TEXT SHOWN →
On Fri, 13 Aug 2004, Bruce Momjian wrote:
> Tom Lane wrote:
>> Bruce Momjian <pgman@candle.pha.pa.us> writes:
>>> Tom Lane wrote:
>>>> Who exactly signed onto this as a good idea? It sure doesn't square
>>>> with my ideas of an ACID database. Committed means committed, not
>>>> "maybe if you're lucky committed".
>>
>>> True but we support fsync. Certainly it would be more useful than
>>> fsync, and it might allow us to remove fsync.
>>
>> How so? fsync off is for I-don't-care-about-this-data-at-all cases
>> (primarily development, though loading already-archived data can
>> qualify too). I'm not seeing a use-case for "I care about this data,
>> but only once it's more than N seconds old". It certainly does not
>> replace "just go as fast as you can", which is what fsync off means.
>>
>>> No one has to sign TODO items, BTW. They are added and removed as
>>> requested.
>>
>> [ shrug... ] So if I request removal of this item, it will go away
>> again? It hasn't reached the age needed to guarantee commit ;-)

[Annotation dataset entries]

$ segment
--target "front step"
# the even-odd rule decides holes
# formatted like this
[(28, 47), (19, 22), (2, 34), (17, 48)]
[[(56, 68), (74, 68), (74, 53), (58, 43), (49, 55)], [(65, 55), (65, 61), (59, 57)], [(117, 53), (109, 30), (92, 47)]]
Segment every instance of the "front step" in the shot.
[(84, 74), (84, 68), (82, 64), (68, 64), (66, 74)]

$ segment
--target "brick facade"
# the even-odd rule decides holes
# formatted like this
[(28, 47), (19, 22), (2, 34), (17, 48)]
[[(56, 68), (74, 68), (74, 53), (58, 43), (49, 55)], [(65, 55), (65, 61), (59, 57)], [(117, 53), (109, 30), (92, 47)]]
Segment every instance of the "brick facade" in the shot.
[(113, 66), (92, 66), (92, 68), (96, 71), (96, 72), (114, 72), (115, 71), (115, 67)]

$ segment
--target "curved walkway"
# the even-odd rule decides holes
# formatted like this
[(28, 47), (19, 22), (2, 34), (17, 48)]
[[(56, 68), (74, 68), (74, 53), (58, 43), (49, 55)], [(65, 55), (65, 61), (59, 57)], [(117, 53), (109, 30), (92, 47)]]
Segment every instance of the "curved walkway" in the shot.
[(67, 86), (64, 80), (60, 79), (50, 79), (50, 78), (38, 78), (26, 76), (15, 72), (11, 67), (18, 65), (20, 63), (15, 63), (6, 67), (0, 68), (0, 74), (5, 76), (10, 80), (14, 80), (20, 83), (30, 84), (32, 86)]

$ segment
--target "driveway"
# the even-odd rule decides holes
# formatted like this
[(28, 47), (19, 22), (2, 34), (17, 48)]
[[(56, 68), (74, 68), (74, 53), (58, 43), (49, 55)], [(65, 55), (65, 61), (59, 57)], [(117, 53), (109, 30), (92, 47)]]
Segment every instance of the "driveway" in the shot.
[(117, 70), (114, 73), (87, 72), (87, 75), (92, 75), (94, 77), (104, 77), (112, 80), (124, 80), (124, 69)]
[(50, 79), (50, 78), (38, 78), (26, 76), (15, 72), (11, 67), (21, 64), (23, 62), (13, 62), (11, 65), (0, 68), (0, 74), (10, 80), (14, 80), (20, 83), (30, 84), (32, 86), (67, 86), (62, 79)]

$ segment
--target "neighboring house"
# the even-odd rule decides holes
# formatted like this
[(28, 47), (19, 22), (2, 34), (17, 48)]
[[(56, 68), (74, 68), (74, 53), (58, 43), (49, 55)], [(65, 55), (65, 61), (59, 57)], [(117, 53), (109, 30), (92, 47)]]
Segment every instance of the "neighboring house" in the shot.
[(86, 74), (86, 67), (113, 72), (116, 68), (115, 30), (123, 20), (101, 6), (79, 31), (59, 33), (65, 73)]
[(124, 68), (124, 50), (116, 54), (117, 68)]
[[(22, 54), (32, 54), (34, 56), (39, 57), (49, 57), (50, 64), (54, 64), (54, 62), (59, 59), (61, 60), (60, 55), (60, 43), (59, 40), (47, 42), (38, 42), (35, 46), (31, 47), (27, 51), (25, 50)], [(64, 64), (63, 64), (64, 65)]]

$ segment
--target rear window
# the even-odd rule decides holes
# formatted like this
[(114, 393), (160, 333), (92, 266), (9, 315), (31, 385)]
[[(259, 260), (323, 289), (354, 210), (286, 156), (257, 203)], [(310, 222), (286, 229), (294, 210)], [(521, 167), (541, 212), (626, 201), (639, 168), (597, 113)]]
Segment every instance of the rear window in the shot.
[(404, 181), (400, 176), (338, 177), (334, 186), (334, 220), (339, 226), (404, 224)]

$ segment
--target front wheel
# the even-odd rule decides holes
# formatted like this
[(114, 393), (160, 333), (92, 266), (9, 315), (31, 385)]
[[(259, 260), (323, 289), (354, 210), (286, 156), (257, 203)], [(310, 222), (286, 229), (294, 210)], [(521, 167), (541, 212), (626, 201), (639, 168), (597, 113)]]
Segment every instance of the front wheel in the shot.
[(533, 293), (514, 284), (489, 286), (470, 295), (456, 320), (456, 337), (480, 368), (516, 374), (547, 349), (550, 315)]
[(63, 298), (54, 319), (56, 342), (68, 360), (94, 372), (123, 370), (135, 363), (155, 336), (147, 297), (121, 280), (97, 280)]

---

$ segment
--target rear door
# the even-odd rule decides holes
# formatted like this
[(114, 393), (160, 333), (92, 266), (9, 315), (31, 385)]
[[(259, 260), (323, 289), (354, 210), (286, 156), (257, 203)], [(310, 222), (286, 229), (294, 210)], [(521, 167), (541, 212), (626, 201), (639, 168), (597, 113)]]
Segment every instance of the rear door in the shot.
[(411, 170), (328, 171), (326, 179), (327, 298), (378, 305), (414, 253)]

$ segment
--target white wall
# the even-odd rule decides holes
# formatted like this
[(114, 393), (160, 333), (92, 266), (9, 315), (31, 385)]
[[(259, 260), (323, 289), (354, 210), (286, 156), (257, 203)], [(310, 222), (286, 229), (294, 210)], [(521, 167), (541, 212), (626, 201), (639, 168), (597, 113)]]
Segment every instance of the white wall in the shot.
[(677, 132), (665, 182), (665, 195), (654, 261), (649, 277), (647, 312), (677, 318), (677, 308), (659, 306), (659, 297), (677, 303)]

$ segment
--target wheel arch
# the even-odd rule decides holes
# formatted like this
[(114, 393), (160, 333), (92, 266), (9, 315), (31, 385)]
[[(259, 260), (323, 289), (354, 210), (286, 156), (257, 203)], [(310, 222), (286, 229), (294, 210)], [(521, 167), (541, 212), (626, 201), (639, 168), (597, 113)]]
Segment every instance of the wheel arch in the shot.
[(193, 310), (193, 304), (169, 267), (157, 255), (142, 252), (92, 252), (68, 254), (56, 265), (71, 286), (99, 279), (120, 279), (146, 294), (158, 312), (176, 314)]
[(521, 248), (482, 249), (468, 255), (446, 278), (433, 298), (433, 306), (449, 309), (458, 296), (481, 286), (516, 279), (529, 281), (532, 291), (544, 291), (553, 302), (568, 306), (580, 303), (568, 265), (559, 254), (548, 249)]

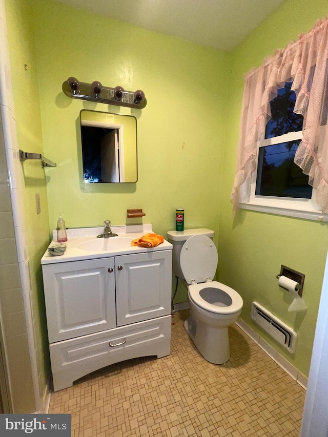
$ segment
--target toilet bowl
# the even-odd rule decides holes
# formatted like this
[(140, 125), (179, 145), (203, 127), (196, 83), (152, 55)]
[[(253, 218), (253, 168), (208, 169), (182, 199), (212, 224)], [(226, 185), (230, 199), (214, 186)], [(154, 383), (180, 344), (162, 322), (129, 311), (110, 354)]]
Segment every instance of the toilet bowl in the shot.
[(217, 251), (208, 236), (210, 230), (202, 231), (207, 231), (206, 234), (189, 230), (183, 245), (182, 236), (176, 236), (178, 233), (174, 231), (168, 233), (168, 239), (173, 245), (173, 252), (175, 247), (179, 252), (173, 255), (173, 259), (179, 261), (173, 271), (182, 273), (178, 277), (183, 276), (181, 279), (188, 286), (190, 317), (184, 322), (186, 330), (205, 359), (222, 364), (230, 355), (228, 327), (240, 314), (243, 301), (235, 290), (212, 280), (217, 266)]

* * *

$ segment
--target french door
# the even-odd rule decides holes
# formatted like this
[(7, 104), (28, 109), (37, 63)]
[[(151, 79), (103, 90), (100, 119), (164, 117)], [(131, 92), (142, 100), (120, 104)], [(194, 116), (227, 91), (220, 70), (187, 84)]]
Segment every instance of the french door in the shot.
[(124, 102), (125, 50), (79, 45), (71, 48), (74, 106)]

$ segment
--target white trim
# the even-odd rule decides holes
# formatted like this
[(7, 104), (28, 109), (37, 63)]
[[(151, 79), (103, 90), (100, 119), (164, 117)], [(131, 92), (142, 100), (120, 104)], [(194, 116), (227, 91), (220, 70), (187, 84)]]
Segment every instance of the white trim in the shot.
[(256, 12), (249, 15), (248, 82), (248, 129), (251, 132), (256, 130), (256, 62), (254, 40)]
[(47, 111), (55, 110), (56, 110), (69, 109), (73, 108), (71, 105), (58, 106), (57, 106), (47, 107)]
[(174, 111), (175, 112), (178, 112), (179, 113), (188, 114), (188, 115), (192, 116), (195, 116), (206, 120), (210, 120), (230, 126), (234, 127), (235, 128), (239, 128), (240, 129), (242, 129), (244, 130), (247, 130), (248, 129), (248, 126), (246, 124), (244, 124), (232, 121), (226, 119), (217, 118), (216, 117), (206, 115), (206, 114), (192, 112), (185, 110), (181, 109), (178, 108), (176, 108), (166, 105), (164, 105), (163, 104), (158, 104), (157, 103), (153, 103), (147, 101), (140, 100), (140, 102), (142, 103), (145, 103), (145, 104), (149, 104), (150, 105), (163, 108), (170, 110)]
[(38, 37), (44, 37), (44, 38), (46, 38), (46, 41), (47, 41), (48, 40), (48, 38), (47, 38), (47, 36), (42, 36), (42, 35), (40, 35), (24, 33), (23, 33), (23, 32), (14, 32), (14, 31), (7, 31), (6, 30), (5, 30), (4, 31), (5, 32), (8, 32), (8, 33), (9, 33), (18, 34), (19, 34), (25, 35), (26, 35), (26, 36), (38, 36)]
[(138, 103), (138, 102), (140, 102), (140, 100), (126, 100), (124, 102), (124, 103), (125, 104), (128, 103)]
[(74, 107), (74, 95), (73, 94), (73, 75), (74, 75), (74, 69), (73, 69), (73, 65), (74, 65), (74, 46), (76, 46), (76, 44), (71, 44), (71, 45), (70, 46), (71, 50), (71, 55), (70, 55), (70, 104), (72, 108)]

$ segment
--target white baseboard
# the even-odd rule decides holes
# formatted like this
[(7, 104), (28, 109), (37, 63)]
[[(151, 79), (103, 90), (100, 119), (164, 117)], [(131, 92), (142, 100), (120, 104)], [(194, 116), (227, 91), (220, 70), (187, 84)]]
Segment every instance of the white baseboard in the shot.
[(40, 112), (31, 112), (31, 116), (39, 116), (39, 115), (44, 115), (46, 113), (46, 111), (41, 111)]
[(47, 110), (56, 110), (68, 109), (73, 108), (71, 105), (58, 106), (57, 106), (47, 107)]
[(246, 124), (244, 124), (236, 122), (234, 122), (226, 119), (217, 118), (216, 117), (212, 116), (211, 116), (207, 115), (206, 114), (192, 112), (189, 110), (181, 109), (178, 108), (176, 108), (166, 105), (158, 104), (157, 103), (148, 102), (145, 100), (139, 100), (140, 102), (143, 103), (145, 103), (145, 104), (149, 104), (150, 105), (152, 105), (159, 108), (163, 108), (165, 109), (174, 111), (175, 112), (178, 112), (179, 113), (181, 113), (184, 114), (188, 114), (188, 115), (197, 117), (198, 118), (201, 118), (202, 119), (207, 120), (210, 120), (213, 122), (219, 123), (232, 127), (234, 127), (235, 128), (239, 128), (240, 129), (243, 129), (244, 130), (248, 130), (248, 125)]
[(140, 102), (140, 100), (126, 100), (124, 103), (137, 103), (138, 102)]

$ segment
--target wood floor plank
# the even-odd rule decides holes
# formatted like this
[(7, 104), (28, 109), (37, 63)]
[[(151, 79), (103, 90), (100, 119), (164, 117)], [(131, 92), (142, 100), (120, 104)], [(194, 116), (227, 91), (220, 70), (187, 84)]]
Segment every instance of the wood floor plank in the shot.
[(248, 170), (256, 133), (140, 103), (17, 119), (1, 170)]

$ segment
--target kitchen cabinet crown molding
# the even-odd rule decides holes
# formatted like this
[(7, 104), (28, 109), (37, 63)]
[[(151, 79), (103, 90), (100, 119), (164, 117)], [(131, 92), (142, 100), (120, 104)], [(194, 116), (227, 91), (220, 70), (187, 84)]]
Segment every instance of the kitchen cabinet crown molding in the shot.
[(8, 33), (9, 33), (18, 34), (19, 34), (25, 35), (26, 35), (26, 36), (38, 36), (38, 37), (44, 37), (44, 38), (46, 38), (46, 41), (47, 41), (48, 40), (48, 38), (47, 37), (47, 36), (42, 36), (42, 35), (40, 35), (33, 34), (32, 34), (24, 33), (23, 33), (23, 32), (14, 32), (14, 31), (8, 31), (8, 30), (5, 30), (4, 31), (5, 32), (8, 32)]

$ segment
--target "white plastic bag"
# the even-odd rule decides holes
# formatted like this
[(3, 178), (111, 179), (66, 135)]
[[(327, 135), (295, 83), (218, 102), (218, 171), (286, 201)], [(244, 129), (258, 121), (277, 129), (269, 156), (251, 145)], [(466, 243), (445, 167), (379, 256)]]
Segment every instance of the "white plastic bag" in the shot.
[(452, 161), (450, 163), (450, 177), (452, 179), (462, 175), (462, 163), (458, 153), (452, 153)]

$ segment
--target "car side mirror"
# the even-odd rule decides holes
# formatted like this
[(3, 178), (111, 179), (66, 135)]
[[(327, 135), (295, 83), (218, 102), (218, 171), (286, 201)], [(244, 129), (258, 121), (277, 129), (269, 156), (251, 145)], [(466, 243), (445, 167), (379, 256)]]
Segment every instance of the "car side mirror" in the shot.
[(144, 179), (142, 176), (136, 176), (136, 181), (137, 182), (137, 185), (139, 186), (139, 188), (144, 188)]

YOUR GOAL → Write the next part of the email thread about fsync and commit guarantees, picking up after its final line.

OUTPUT FOR THIS EXERCISE →
>
> Many databases offer this feature. The submitter asked for it, and I
> think it is a good idea. For cases where you are running an in-house
> app, you can tell your employees to re-key the stuff they did just
> before the crash. It doesn't work for web apps and stuff, but for
> smaller cases it is fine.
>
> With Informix, the logic used by most customers I dealt with was that
> unbuffered logging was too slow and they were willing to do a few rekeys
> for the performance gain.
I tend to agree with Tom that this is a bad idea, but ... if we do
foolishly implement this, can it be a disfeature that is only available
via a special configure flag on compile, that creates a special GUC
variable that defaults to the standard behaviour?
Basically, if you desire to risk cutting off your left hand for the sake
of speed, put them through a couple of hoops to get there first ...
----
Marc G. Fournier Hub.Org Networking Services (http://www.hub.org)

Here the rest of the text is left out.